- **Text segment**:
━━━━━━━━

The Origins of Russian Caesaropapism

By Gleb Chistyakov.

The church reforms of Tsar Alexei Mikhailovich and his son Peter Alekseevich concerned not only liturgical rites but also, more broadly, changes in the position of the Church within the state. Through the efforts of these two sovereigns, the official Church fell into complete dependence on secular authority, thereby establishing the ideology of caesaropapism, which had previously been unknown in Rus’.

On the Path to Caesaropapism

It is well known that one of the key figures responsible for the church schism of the 17th century, Patriarch Nikon (Nikita Minov), did not remain on the patriarchal throne for long. Ascending it in 1652, he set about implementing church reform with the utmost determination. However, within just a few years he lost interest in it, quarreled with the tsar and the bishops, and voluntarily left his post as early as 1658.

━━━━━━━━

- **Given exercise A**: Rewrite the stored entries starting with the line containing "TARGET = blurred hillside" and going on through the end of the entries, replacing "disc" with "circle" and keeping everything else the same.
These rows are unrelated to the article on the origins of Russian caesaropapism.

(Stored entries)
━━━━━━━━

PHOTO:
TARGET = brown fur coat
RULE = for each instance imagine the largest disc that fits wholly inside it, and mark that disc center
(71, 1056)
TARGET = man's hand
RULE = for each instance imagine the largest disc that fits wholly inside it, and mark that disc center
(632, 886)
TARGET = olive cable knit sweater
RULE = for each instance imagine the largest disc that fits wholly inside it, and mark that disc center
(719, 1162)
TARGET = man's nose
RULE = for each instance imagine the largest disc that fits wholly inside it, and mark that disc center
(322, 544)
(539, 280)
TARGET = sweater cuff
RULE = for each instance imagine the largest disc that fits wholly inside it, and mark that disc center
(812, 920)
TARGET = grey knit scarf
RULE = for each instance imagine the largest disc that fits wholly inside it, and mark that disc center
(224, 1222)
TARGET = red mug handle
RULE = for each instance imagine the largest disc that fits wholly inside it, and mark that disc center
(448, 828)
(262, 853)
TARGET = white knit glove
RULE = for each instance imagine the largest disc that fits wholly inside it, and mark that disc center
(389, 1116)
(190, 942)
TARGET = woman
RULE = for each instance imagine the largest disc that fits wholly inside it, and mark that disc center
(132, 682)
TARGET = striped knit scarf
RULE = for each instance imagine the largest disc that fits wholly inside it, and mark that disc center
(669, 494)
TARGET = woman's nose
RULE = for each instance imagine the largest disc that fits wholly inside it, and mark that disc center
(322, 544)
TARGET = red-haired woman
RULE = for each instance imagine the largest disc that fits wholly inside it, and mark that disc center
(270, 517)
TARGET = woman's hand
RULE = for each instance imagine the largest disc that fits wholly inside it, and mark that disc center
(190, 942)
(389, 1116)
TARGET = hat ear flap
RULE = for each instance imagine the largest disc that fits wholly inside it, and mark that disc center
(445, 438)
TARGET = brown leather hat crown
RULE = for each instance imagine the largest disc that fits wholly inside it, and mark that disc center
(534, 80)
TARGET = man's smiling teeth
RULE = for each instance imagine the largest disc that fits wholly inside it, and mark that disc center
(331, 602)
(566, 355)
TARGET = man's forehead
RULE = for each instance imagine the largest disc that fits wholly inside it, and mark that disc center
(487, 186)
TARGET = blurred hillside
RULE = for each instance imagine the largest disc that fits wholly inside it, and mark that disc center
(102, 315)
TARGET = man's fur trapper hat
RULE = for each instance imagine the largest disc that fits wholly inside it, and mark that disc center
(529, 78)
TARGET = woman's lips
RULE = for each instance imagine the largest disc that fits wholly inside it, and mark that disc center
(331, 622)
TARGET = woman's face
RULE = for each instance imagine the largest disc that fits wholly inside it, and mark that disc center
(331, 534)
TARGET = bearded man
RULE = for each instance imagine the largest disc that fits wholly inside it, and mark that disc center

━━━━━━━━

- **Given exercise B**: Extend the article on the origins of Russian caesaropapism beyond its final sentence.

- **Written answer A**:
TARGET = blurred hillside
RULE = for each instance imagine the largest circle that fits wholly inside it, and mark that circle center
(102, 315)
TARGET = man's fur trapper hat
RULE = for each instance imagine the largest circle that fits wholly inside it, and mark that circle center
(529, 78)
TARGET = woman's lips
RULE = for each instance imagine the largest circle that fits wholly inside it, and mark that circle center
(331, 622)
TARGET = woman's face
RULE = for each instance imagine the largest circle that fits wholly inside it, and mark that circle center
(331, 534)
TARGET = bearded man
RULE = for each instance imagine the largest circle that fits wholly inside it, and mark that circle center

- **Written answer B**:
Yet even after his departure, the reforms—which had already caused considerable harm—did not cease. “A remarkable case in history,” reflects the contemporary philosopher Pavel Schelin, “the reformer is overthrown, yet the reforms continue.” In Schelin’s view, it was not so much Nikon as the tsar who was truly interested in church reform. Imperial ambitions and the drive toward absolutism were the main reasons the tsar persisted with the church reforms. These were carried out to the detriment of Russian culture, Russian self-awareness, and Russian tradition, with active involvement from Kievan-Mohyla scholars and Greek clergy whom Alexei Mikhailovich himself had brought close to the Moscow court.

It is commonly held that, weary of Patriarch Nikon’s importunity and love of power, the Russian tsar greeted his self-willed resignation with relief. Historians often treat this conflict as a mere incident or accident. However, when viewed from the outside, the quarrel between the patriarch and the tsar was not the cause but rather the pretext for profound changes in the relations between the Russian Church and the state. After Nikon’s departure from the patriarchal throne, Tsar Alexei Mikhailovich not only sought to prevent his return but also aimed to restructure the political system so as to limit the Church’s independence and, as far as possible, place it under submission to the state.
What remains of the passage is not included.